(Records of labeled points)
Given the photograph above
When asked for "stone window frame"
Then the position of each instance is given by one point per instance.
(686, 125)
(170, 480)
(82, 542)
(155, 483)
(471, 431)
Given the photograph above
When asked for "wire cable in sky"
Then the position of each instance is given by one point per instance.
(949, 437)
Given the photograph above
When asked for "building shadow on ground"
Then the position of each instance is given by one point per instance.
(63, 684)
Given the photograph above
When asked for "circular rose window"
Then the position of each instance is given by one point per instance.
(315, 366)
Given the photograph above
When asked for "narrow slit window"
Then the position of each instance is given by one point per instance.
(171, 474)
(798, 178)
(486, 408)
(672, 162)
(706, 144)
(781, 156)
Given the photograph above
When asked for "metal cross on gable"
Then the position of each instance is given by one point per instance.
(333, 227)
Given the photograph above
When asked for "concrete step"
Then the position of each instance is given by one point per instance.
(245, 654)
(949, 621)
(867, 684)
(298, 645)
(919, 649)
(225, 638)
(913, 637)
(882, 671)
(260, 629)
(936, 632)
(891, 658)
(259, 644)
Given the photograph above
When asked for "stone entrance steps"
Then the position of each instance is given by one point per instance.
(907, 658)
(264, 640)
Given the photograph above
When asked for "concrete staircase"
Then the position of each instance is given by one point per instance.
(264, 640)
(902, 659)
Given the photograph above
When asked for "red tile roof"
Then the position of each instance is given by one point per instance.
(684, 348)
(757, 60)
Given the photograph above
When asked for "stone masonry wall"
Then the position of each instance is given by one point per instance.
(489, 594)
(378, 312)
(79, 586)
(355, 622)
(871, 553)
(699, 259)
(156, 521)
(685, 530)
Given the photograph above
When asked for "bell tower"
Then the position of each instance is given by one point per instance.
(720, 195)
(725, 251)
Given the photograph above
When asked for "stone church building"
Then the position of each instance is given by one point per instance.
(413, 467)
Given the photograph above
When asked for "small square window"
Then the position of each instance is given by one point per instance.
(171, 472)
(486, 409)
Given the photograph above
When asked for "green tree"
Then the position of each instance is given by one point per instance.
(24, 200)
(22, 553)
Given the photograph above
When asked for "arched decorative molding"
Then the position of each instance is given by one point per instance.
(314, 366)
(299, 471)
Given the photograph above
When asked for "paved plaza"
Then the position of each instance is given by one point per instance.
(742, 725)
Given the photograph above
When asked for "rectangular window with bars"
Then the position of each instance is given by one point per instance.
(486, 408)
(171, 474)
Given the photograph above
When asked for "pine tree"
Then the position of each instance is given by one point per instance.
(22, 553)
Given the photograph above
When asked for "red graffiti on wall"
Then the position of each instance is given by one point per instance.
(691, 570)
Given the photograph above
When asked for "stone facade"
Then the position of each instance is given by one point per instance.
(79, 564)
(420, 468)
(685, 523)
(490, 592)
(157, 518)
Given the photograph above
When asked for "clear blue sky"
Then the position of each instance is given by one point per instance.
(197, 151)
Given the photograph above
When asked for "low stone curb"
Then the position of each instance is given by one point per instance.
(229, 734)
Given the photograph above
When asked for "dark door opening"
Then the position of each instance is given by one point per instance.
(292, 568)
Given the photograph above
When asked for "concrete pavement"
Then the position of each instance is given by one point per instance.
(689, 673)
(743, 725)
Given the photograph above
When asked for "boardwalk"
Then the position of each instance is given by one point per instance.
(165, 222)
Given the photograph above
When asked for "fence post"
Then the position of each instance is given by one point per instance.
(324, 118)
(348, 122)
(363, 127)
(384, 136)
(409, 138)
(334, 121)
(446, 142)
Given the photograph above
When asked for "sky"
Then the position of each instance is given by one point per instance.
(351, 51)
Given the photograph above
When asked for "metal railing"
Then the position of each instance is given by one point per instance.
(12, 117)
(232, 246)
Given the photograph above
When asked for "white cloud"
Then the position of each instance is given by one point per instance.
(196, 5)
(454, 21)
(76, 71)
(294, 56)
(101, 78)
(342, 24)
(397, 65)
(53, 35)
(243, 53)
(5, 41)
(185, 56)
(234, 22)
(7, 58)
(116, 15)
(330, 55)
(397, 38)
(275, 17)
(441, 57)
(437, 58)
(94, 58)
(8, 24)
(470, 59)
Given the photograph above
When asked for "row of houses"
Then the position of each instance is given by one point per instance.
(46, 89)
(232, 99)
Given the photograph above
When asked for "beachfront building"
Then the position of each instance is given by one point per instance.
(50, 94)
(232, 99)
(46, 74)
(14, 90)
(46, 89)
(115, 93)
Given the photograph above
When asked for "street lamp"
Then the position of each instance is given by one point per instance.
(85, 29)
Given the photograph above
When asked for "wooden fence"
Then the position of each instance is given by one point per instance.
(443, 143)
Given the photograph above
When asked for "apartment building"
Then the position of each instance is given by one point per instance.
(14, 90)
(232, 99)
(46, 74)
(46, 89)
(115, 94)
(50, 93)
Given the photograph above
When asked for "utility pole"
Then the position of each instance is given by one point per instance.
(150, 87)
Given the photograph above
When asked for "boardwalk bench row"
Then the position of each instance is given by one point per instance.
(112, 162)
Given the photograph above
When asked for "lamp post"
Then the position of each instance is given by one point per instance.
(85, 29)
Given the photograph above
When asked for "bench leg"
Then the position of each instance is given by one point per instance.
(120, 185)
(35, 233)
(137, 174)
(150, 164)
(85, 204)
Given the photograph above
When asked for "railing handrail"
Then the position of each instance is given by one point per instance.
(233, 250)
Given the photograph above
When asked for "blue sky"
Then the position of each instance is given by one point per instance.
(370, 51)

_WRITTEN PROBLEM:_ Provide an exact reproduction of all the entries shown above.

_THE REPLY:_
Given the photograph above
When asked for "stone window frame"
Then the position of each instance is given by one point per instance.
(686, 125)
(170, 480)
(82, 542)
(155, 483)
(471, 431)
Given the photograph above
When asked for "wire cable in sky"
Then the position of each instance is given by one point per instance.
(949, 437)
Given the photograph above
When asked for "building shadow on ground"
Then the position of each instance is given by one point per instance.
(63, 684)
Given the photograph above
When asked for "circular rose window"
Then the position of each instance is given by one point per instance.
(315, 366)
Given the photograph above
When asked for "narrow slit window"
Then the position of each instance is given by one point per instance.
(171, 474)
(798, 178)
(486, 408)
(672, 162)
(706, 144)
(781, 156)
Given the photograph above
When asked for "metal cross on gable"
Then the position of each instance is given by one point per instance.
(333, 227)
Given the photograph above
When asked for "concrete step"
Then the position of each instance is given by one point per instance.
(245, 654)
(949, 621)
(867, 684)
(298, 645)
(919, 649)
(225, 638)
(913, 637)
(882, 671)
(260, 629)
(936, 632)
(891, 658)
(259, 644)
Given the photograph above
When asked for "stone entrance steps"
Then the position of each instance is given by one point per instance.
(907, 658)
(264, 640)
Given the photograph above
When asked for "concrete staircase"
Then the position of each instance is given by one point per instance.
(264, 640)
(902, 659)
Given the photograph above
When asked for "red tile roof"
Then the position of each instance is given by one point per instance.
(684, 348)
(757, 60)
Given the photograph above
When asked for "stone masonry wall"
Then the position of each instance is given by one point per instance.
(489, 594)
(378, 312)
(79, 586)
(355, 622)
(871, 553)
(699, 259)
(156, 521)
(685, 530)
Given the photograph above
When asked for "bell tower"
Then the position of each instance is given by one point per instance.
(720, 195)
(725, 251)
Given the photograph above
When asked for "stone church building"
Then the position of each instance is given by one point per instance.
(413, 467)
Given the photograph above
When asked for "small square window"
Then the position of each instance is given by one point per instance.
(171, 472)
(486, 409)
Given the photograph above
When asked for "green tree"
Then the position of each instance is given by one point per instance.
(24, 200)
(22, 553)
Given the photograph above
When asked for "arched decorative molding"
Then the position of each instance is given by one point per instance.
(314, 366)
(299, 471)
Given the photograph above
When asked for "paved plaza"
Then the position of each instance is given by one point per instance.
(742, 725)
Given the photograph above
When asked for "rectangular window with bars"
Then the position of each instance is given by one point per instance.
(486, 408)
(171, 474)
Given the photograph above
When asked for "pine tree"
Then the position of each instance is given by one point per instance.
(22, 553)
Given the photograph above
When asked for "red graffiti on wall"
Then the position of each instance is given by one point per instance.
(691, 570)
Given the photograph above
When asked for "stone facade"
Then the position of each instance is given by one point per instance.
(79, 564)
(420, 468)
(685, 523)
(490, 592)
(157, 518)
Given the photograph above
When asked for "clear blue sky"
Then the position of each instance is given by one point per instance.
(197, 151)
Given the photograph above
When asked for "low stone curb"
Then the position of each instance is given by one point per instance.
(229, 734)
Given the photograph above
When asked for "dark door opening"
Then the position of each instance is given by one point per instance.
(292, 568)
Given the photograph above
When asked for "concrete pavement"
Then the position of each instance is given by one point per instance.
(689, 673)
(743, 725)
Given the photograph above
When asked for "boardwalk"
Then the position of each instance is given by one point per instance.
(165, 222)
Given the photograph above
When asked for "fence post"
Then the position of each instance is given by one point per instance.
(324, 118)
(348, 122)
(363, 127)
(384, 136)
(409, 138)
(334, 121)
(446, 142)
Given the photograph above
When asked for "sky"
Then the position of each instance is given by one point per instance.
(351, 51)
Given the photograph above
When asked for "metal railing"
Then the position of each instance is given by one point per instance.
(12, 117)
(232, 246)
Given the photograph above
When asked for "white cloud"
Then the position of each instance is given by one point per instance.
(196, 5)
(454, 21)
(76, 71)
(294, 56)
(101, 78)
(342, 24)
(397, 65)
(53, 35)
(243, 53)
(5, 41)
(185, 56)
(234, 22)
(7, 58)
(116, 15)
(330, 55)
(397, 38)
(275, 17)
(441, 57)
(437, 58)
(94, 58)
(8, 24)
(470, 59)
Given the photograph above
When asked for "row of houses"
Then the position of each instance is given by one point per instance.
(46, 89)
(232, 99)
Given the photograph above
When asked for "beachfront building"
Then the position of each instance is given by one point per instance.
(50, 94)
(232, 99)
(46, 74)
(14, 90)
(46, 89)
(115, 93)
Given the photograph above
When asked for "street lamp"
Then the position of each instance is given by one point per instance.
(85, 29)
Given the photograph above
When asked for "wooden fence"
Then the position of each instance is given by one point per instance.
(443, 143)
Given the photograph above
When asked for "apartment building"
Then the position of each instance is given by one point per instance.
(14, 90)
(232, 99)
(46, 74)
(46, 89)
(115, 94)
(50, 93)
Given the photograph above
When asked for "utility pole"
Then the position of each instance is given by one point per instance.
(150, 87)
Given the photograph above
When asked for "boardwalk bench row"
Then the position of each instance is given by one point per instance.
(112, 162)
Given the photograph above
When asked for "lamp post"
Then the position of each instance is given by one point per instance.
(85, 29)
Given the photograph above
When asked for "bench leg"
Then the position of each instance is given by one point per instance.
(120, 185)
(35, 233)
(137, 174)
(150, 164)
(85, 204)
Given the photograph above
When asked for "railing handrail"
Then the position of each instance is given by one point per instance.
(233, 250)
Given the photograph above
When asked for "blue sky"
Then the position of each instance is given by one point per instance.
(370, 51)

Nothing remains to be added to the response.